--- start of Exercise material ---
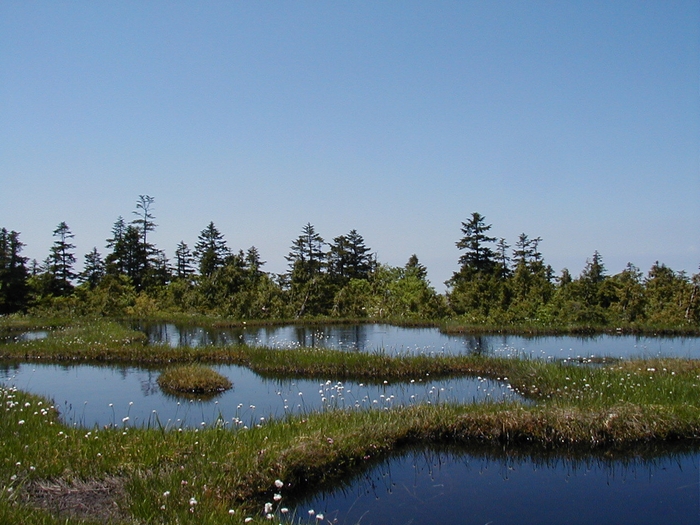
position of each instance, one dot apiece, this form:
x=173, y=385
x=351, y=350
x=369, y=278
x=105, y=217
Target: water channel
x=396, y=339
x=455, y=486
x=417, y=487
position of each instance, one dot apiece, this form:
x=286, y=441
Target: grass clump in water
x=193, y=379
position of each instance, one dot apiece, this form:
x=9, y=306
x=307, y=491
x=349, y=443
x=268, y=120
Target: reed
x=193, y=379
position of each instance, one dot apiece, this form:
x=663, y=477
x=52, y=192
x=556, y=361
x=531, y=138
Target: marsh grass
x=193, y=379
x=200, y=475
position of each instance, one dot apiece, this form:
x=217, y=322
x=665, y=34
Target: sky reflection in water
x=396, y=340
x=84, y=393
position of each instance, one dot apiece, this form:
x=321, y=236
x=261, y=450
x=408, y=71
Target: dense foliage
x=342, y=278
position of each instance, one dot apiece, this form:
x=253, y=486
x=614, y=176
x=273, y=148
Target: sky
x=574, y=121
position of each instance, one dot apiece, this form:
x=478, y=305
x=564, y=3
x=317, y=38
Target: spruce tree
x=62, y=260
x=14, y=290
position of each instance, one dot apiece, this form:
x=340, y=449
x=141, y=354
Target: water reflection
x=90, y=395
x=399, y=340
x=12, y=336
x=453, y=486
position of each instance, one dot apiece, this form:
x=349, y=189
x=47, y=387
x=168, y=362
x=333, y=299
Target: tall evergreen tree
x=115, y=263
x=62, y=260
x=144, y=222
x=306, y=277
x=184, y=260
x=14, y=290
x=349, y=258
x=415, y=268
x=211, y=250
x=93, y=269
x=478, y=257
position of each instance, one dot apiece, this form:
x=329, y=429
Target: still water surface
x=89, y=395
x=396, y=339
x=427, y=487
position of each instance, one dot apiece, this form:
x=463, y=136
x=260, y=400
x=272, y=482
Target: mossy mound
x=193, y=379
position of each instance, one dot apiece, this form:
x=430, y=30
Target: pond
x=395, y=339
x=452, y=486
x=88, y=395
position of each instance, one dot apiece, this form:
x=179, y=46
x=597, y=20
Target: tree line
x=494, y=284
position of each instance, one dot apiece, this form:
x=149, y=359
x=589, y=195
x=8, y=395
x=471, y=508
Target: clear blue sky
x=578, y=122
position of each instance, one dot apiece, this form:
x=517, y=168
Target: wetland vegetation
x=52, y=472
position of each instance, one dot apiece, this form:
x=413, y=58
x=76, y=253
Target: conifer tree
x=93, y=269
x=211, y=250
x=62, y=260
x=14, y=290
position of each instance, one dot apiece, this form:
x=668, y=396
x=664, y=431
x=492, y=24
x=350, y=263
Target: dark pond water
x=428, y=487
x=101, y=395
x=394, y=339
x=12, y=336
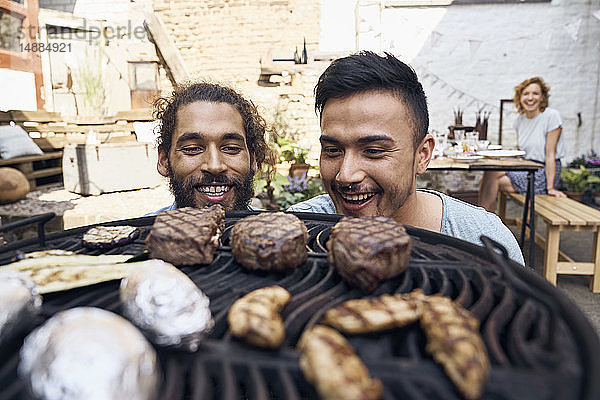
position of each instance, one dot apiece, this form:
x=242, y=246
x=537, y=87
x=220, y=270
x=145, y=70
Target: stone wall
x=228, y=41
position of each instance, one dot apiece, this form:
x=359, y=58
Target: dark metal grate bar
x=525, y=332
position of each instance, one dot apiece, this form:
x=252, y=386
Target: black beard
x=183, y=189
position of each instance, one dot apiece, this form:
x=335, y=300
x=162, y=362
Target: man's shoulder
x=318, y=204
x=167, y=208
x=469, y=222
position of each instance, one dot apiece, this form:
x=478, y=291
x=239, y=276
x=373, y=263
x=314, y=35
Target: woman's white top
x=532, y=132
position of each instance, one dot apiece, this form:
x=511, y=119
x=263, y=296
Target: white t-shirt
x=532, y=134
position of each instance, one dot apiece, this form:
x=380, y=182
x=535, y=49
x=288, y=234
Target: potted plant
x=577, y=181
x=299, y=166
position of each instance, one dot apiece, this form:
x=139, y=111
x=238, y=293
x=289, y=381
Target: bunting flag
x=548, y=40
x=474, y=47
x=572, y=29
x=435, y=38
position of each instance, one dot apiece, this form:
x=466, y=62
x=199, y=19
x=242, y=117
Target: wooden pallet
x=42, y=171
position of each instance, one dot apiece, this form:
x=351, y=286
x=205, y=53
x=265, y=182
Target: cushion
x=15, y=142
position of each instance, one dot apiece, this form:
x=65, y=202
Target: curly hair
x=521, y=86
x=165, y=109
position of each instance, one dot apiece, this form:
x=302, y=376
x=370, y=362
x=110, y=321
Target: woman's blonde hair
x=521, y=86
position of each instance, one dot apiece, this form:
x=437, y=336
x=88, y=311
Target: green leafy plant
x=578, y=180
x=298, y=189
x=590, y=160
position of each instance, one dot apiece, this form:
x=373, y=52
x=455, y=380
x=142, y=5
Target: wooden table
x=502, y=164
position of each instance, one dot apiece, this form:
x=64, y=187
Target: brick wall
x=225, y=39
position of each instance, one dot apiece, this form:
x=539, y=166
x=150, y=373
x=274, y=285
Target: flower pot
x=575, y=195
x=299, y=169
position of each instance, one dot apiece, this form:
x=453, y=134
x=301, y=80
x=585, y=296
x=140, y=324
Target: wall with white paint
x=471, y=56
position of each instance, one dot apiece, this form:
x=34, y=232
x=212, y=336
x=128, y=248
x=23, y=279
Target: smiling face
x=209, y=161
x=531, y=99
x=368, y=160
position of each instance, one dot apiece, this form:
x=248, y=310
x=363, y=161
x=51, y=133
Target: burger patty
x=186, y=236
x=368, y=250
x=269, y=241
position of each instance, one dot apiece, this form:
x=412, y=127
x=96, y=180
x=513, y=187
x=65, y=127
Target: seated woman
x=539, y=135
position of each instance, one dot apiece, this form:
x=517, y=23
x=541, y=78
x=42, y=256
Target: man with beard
x=211, y=143
x=374, y=143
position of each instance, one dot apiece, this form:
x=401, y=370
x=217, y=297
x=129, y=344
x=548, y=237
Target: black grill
x=540, y=345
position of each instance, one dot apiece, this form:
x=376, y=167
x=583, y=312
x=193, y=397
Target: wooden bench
x=561, y=215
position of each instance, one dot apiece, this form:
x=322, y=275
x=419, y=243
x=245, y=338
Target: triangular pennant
x=435, y=38
x=548, y=39
x=572, y=29
x=474, y=47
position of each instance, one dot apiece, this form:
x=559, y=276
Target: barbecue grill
x=540, y=345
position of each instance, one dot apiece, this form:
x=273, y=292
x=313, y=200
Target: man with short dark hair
x=211, y=143
x=374, y=143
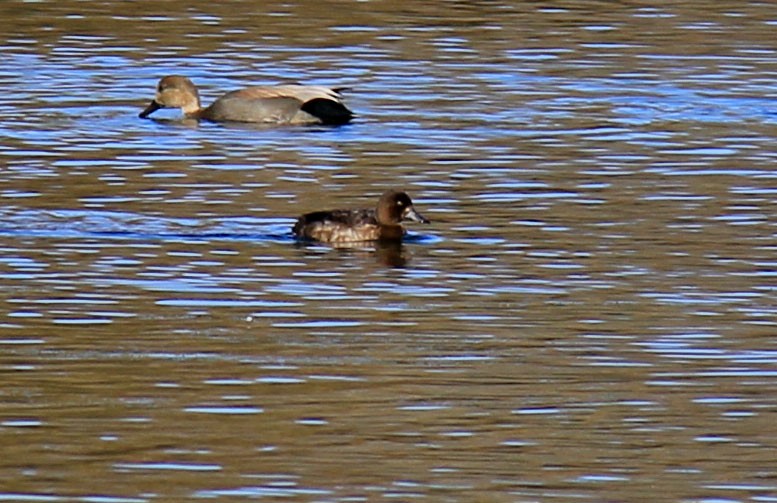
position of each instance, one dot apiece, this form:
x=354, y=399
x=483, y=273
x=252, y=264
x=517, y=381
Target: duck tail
x=330, y=112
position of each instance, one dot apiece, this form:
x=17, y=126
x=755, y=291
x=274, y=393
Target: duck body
--- end of Exercise material ---
Reproduce every entry above verbatim, keeping the text and omitting the pictures.

Problem solution
position of each instance, one dot apiece, this form:
x=173, y=385
x=351, y=350
x=369, y=278
x=105, y=217
Target: water channel
x=396, y=339
x=455, y=486
x=417, y=487
position of each instance, one dot apiece, this form:
x=286, y=441
Target: grass clump in water
x=193, y=379
position of each instance, one dot apiece, this form:
x=9, y=306
x=307, y=491
x=349, y=443
x=268, y=120
Target: reed
x=193, y=379
position of each instance, one dot apiece, this form:
x=663, y=477
x=52, y=192
x=556, y=361
x=531, y=138
Target: marsh grass
x=193, y=379
x=200, y=475
position of each instance, one dot apiece, this form:
x=217, y=322
x=665, y=34
Target: sky reflection in water
x=396, y=340
x=84, y=393
position of each instance, one dot apiece, this form:
x=321, y=236
x=261, y=450
x=408, y=71
Target: dense foliage
x=342, y=278
position of each instance, one dot apiece, this form:
x=253, y=486
x=614, y=176
x=273, y=148
Target: sky
x=574, y=121
position of each instance, one dot apiece, this form:
x=478, y=305
x=564, y=3
x=317, y=38
Target: spruce tree
x=62, y=260
x=14, y=290
position of each instance, one dot apiece, this form:
x=340, y=449
x=141, y=354
Target: water reflection
x=90, y=395
x=399, y=340
x=12, y=336
x=453, y=486
position of each instance, one dot apiece, this form:
x=349, y=189
x=47, y=387
x=168, y=362
x=333, y=299
Target: tall evergreen tree
x=115, y=263
x=62, y=260
x=144, y=222
x=306, y=277
x=184, y=260
x=14, y=290
x=349, y=258
x=415, y=268
x=211, y=250
x=93, y=269
x=478, y=257
position of each instance, one dot apiece, this form:
x=329, y=429
Target: still water surface
x=89, y=395
x=396, y=339
x=427, y=487
position of each instance, one dot apiece, this form:
x=463, y=136
x=260, y=400
x=272, y=482
Target: mossy mound
x=193, y=379
position of each instance, one dot apiece, this form:
x=430, y=30
Target: pond
x=395, y=339
x=452, y=486
x=88, y=395
position of each instance, one dot apiece, this form:
x=179, y=46
x=597, y=20
Target: tree line
x=494, y=284
position of each instance, one dot apiece, this form:
x=149, y=359
x=589, y=195
x=8, y=395
x=471, y=508
Target: clear blue sky
x=578, y=122
position of each instance, one dot apiece, this form:
x=517, y=168
Target: wetland vegetation
x=52, y=472
position of each instance, one dot apiece, this form:
x=413, y=58
x=76, y=253
Target: conifer tree
x=93, y=269
x=211, y=250
x=62, y=260
x=14, y=290
position of each instance, one dot apiece, this form:
x=668, y=396
x=664, y=431
x=492, y=24
x=350, y=263
Target: dark pond water
x=428, y=487
x=101, y=395
x=394, y=339
x=12, y=336
position of each instance, one dot apiece, this form:
x=242, y=246
x=537, y=87
x=220, y=270
x=145, y=70
Target: stone wall
x=228, y=41
position of each instance, one dot apiece, this form:
x=359, y=58
Target: dark metal grate bar
x=525, y=332
position of each instance, one dot apiece, this form:
x=252, y=386
Target: black beard
x=183, y=189
position of each instance, one dot apiece, this form:
x=335, y=300
x=162, y=362
Target: man's shoulder
x=318, y=204
x=167, y=208
x=469, y=222
position of each instance, one dot apiece, this form:
x=478, y=291
x=239, y=276
x=373, y=263
x=314, y=35
Target: woman's white top
x=532, y=132
position of each instance, one dot apiece, this form:
x=511, y=119
x=263, y=296
Target: white t-shirt
x=532, y=134
position of each instance, one dot apiece, this form:
x=380, y=182
x=535, y=49
x=288, y=234
Target: potted plant
x=577, y=181
x=299, y=166
position of each instance, one dot apiece, this form:
x=139, y=111
x=238, y=293
x=289, y=381
Target: bunting flag
x=548, y=40
x=474, y=47
x=572, y=29
x=435, y=38
position of each instance, one dot apiece, this form:
x=466, y=62
x=199, y=19
x=242, y=117
Target: wooden pallet
x=42, y=171
position of each instance, one dot apiece, this form:
x=351, y=286
x=205, y=53
x=265, y=182
Target: cushion
x=15, y=142
position of each instance, one dot apiece, this form:
x=65, y=202
Target: curly hair
x=521, y=86
x=165, y=109
position of each instance, one dot apiece, this form:
x=302, y=376
x=370, y=362
x=110, y=321
Target: woman's blonde hair
x=521, y=86
position of each instance, one dot apiece, this form:
x=437, y=336
x=88, y=311
Target: green leafy plant
x=578, y=180
x=298, y=189
x=590, y=160
position of each instance, one dot apiece, this form:
x=373, y=52
x=455, y=380
x=142, y=5
Target: wooden table
x=502, y=164
position of each instance, one dot apiece, this form:
x=64, y=187
Target: brick wall
x=225, y=39
position of each instance, one dot apiece, this form:
x=539, y=166
x=150, y=373
x=274, y=285
Target: flower pot
x=575, y=195
x=299, y=169
position of each instance, one dot apiece, this form:
x=453, y=134
x=301, y=80
x=585, y=296
x=140, y=324
Target: wall with white paint
x=471, y=56
position of each instance, one dot apiece, this form:
x=34, y=232
x=212, y=336
x=128, y=248
x=23, y=279
Target: smiling face
x=209, y=161
x=531, y=99
x=368, y=160
position of each instance, one dot apiece, this form:
x=248, y=310
x=363, y=161
x=51, y=133
Target: burger patty
x=186, y=236
x=368, y=250
x=269, y=241
position of each instance, one dot apiece, this form:
x=412, y=127
x=96, y=180
x=513, y=187
x=65, y=127
Target: seated woman
x=539, y=135
position of each instance, one dot apiece, this form:
x=517, y=23
x=541, y=78
x=42, y=256
Target: man with beard
x=211, y=143
x=374, y=143
position of each instance, one dot apiece, this form:
x=401, y=370
x=217, y=297
x=129, y=344
x=548, y=237
Target: black grill
x=540, y=345
position of each instance, one dot apiece, this form:
x=376, y=167
x=583, y=312
x=193, y=397
Target: wooden bench
x=561, y=215
position of each instance, one dot apiece, this form:
x=322, y=275
x=419, y=243
x=245, y=338
Target: triangular pennant
x=435, y=38
x=548, y=39
x=572, y=29
x=474, y=47
position of each instance, one dot apiece, this form:
x=559, y=276
Target: barbecue grill
x=540, y=345
position of each instance, one dot apiece, this form:
x=273, y=292
x=313, y=200
Target: man with short dark hair
x=211, y=143
x=374, y=143
position of each instance, one dot apiece, this form:
x=354, y=399
x=483, y=273
x=252, y=264
x=517, y=381
Target: duck tail
x=330, y=112
position of each instance, one dot apiece, this form:
x=17, y=126
x=755, y=291
x=274, y=393
Target: duck body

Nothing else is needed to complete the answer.